#### Assignment 1:
Repeat word for word the part of the post on cranes and youth ministry starting at "They found that 7" and ending at "at the church.".
#### Assignment 2:
According to the post on cranes and youth ministry, what did the groups of whooping cranes that flew straight to their destination have?

Monday 16 December 2013

Cranes and Youth Ministry

Have you heard about a bird called the whooping crane?

Seventy years ago there were only sixteen whooping cranes left in the world. So biologists got to work and there are now over 600 whooping cranes.

The scientists wanted them to live as normally as possible. And part of the normal year for a whooping crane involves migrating from a colder northern state in America to sunny Florida.

The scientists tracked the birds as they migrated. They found that some groups of birds arrived at their destination perfectly and others veered 60 to 80 kilometers off course. Getting that lost is actually really dangerous - adding kilometres to an already long journey means it’s harder to survive.

The difference between the two groups was that the groups that flew straight to their destination had an older bird. The older bird knew the way to go and guided the others there.

At the Girls’ Retreat for my youth group I was asked to share about the importance of mentorship, discipleship, living in community and accountability. It was such a privilege to share with those beautiful ladies about the life God calls us to.

As part of the talk I shared about the whooping crane. And how we are a lot like whooping cranes. We need people around us, people who are wiser and who know what we’re going through to show us the way. We see this throughout the Bible, especially in chapters like Titus 2.

As I prepared for my talk I also found some interesting research from the Barna group. The Barna group conducted research among Millenials (the generation born between 1984 and 2002) and what differences existed between those who stay active in church and those who “drop out”. You can read their results here but there is one factor I want to highlight.

They found that 7 out of 10 Millennials who dropped out of church did not have a close friendship with an adult and nearly 9 out of 10 of those who dropped out never had a mentor at the church.

#### Entries drawn from a collection:
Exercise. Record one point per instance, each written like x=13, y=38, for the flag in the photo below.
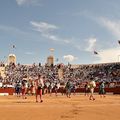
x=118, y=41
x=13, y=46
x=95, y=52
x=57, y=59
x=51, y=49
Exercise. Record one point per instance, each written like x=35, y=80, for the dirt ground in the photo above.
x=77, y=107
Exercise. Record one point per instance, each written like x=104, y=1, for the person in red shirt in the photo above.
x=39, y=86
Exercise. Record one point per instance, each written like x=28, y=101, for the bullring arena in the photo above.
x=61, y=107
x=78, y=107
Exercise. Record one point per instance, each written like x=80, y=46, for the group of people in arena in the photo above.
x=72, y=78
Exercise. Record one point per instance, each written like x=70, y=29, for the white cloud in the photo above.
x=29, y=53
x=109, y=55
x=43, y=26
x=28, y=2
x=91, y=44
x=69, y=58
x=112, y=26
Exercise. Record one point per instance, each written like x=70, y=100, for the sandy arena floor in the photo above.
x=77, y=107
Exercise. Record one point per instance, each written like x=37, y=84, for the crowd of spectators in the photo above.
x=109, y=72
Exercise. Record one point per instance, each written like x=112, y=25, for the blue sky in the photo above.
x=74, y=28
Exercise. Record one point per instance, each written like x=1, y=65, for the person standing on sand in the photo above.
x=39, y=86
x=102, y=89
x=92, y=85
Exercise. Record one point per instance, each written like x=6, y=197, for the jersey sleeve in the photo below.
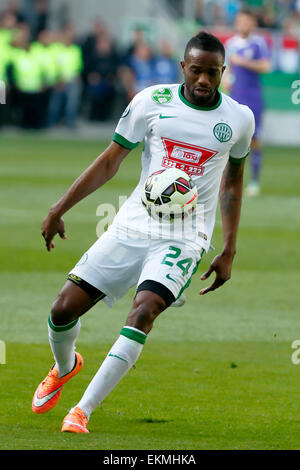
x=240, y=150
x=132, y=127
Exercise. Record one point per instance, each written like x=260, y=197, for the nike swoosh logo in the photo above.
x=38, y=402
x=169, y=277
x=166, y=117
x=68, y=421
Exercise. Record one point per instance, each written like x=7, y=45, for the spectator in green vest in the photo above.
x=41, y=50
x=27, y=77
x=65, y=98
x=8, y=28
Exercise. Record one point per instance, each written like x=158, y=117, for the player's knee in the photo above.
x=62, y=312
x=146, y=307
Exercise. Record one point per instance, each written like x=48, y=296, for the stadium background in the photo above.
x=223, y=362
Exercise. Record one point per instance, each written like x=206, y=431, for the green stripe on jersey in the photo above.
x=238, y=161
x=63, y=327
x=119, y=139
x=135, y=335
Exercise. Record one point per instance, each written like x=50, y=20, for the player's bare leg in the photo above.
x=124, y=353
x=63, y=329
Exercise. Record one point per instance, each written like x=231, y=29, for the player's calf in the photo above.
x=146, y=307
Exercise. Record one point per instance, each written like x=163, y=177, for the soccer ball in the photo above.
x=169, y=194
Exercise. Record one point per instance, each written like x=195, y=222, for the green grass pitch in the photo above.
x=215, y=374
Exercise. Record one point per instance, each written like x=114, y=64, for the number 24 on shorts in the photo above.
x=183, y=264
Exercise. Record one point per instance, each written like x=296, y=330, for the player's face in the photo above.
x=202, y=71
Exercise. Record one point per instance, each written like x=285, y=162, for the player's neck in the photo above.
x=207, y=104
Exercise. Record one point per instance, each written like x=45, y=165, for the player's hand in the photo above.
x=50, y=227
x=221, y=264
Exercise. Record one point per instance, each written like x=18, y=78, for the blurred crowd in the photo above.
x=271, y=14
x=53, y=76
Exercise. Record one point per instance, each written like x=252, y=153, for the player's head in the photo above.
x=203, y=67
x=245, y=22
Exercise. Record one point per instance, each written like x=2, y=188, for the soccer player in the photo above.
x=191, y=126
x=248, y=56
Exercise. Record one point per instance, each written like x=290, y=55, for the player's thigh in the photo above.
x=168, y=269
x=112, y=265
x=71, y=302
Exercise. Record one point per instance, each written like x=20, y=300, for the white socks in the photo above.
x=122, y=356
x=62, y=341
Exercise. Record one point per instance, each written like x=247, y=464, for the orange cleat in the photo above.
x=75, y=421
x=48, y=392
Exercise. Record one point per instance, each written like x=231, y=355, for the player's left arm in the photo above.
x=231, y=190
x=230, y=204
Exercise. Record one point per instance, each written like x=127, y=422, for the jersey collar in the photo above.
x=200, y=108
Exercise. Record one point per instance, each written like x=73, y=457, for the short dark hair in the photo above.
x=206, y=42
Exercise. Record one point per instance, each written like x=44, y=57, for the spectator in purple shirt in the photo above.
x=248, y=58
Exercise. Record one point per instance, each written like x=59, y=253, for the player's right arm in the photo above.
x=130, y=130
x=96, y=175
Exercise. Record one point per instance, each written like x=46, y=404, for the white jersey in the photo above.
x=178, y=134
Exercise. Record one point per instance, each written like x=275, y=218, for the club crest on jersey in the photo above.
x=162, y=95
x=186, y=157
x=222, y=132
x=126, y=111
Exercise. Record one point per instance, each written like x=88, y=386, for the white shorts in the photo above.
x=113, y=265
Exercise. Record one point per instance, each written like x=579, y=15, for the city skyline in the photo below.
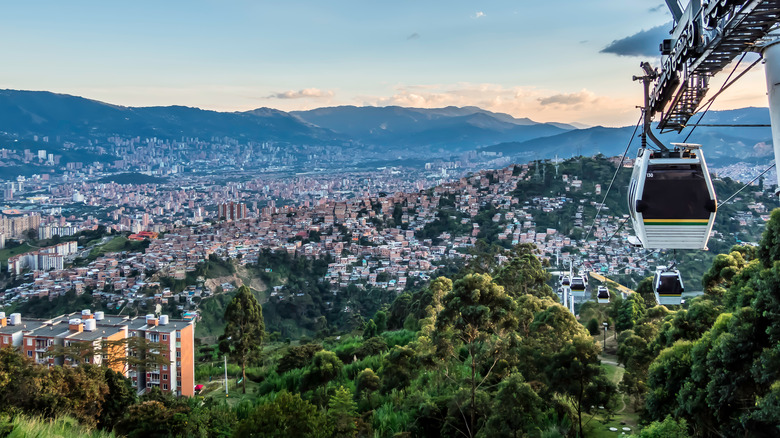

#### Exercise response 1:
They found that 7 out of 10 Millennials who dropped out of church did not have a close friendship with an adult and nearly 9 out of 10 of those who dropped out never had a mentor at the church.

#### Exercise response 2:
An older bird that knew the way and guided the others there.